Текст →
Помня прежнее расположение короля к Мольеру, Арманда вместе с отейльским кюре (несмотря на свою рясу, другом Мольера) отправилась в Версаль просить разрешения похоронить мужа. Людовик принял ее холодно. Он сослался на святость церковных распоряжений и предложил вдове обратиться к архиепископу. Гардуин Перефикс, отлучивший от церкви читателей «Тартюфа», к этому времени умер. Его преемник был наследником и его места и его взглядов. Он тоже отказал в погребении. Вскоре, однако, – очень возможно, что по желанию короля, – архиепископ позволил похоронить Мольера, если он умер христианином. Наведенные справки дали благоприятный ответ, и священник церкви Св. Евстафия получил позволение приступить к обряду. «Во внимание к доказательствам, обнаруженным следствием, – говорилось в разрешительной бумаге архиепископа, – произведенным по нашему приказанию, мы позволили священнику церкви Св. Евстафия похоронить по церковному обряду тело покойного Мольера, с тем, однако, условием, чтобы это погребение было совершено без всякой торжественности, не более как двумя священниками, и не днем, и чтобы за упокой души его не было отправляемо торжественного богослужения ни в вышеупомянутой церкви Св. Евстафия, ни в какой-либо другой…» Преемник Перефикса был настоящий Дон-Жуан в костюме архипастыря; таким образом, по справедливому замечанию Лотейссена, в распоряжении архиепископа «Тартюф» нашел свое продолжение после смерти великого писателя.
Похороны Мольера состоялись 21 февраля 1673 года. В 9 часов вечера тело покойного писателя было вынесено из дома. При свете факелов, в сопровождении двух сотен друзей, оно направилось к кладбищу Св. Иосифа. Говорят, кроме друзей Мольера, к его гробу стеклась громадная толпа негодяев, тайно подосланных врагами писателя для оскорбления его праха. Арманда должна была раздать этой сволочи около тысячи ливров, чтобы купить их скромность.

Исходные данные →
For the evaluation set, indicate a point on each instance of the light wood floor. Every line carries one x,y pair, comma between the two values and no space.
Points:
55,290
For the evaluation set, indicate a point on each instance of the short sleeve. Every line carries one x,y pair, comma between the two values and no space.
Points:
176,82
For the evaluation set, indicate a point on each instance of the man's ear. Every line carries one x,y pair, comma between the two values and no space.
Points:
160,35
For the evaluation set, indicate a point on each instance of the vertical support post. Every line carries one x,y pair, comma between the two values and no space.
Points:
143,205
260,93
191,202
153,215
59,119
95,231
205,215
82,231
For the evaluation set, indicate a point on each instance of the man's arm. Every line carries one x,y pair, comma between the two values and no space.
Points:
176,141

Что сделать →
1. Выпишите из текста о похоронах Мольера все имена людей, которые в нем упоминаются. Литературных героев не считайте.
2. Перепишите из текста о похоронах Мольера отрывок между словами «Похороны Мольера состоялись» и «купить их скромность.», включая их самих.

Ответы →
1. Мольер, Арманда, Людовик, Гардуин Перефикс, Лотейссен

2.
Похороны Мольера состоялись 21 февраля 1673 года. В 9 часов вечера тело покойного писателя было вынесено из дома. При свете факелов, в сопровождении двух сотен друзей, оно направилось к кладбищу Св. Иосифа. Говорят, кроме друзей Мольера, к его гробу стеклась громадная толпа негодяев, тайно подосланных врагами писателя для оскорбления его праха. Арманда должна была раздать этой сволочи около тысячи ливров, чтобы купить их скромность.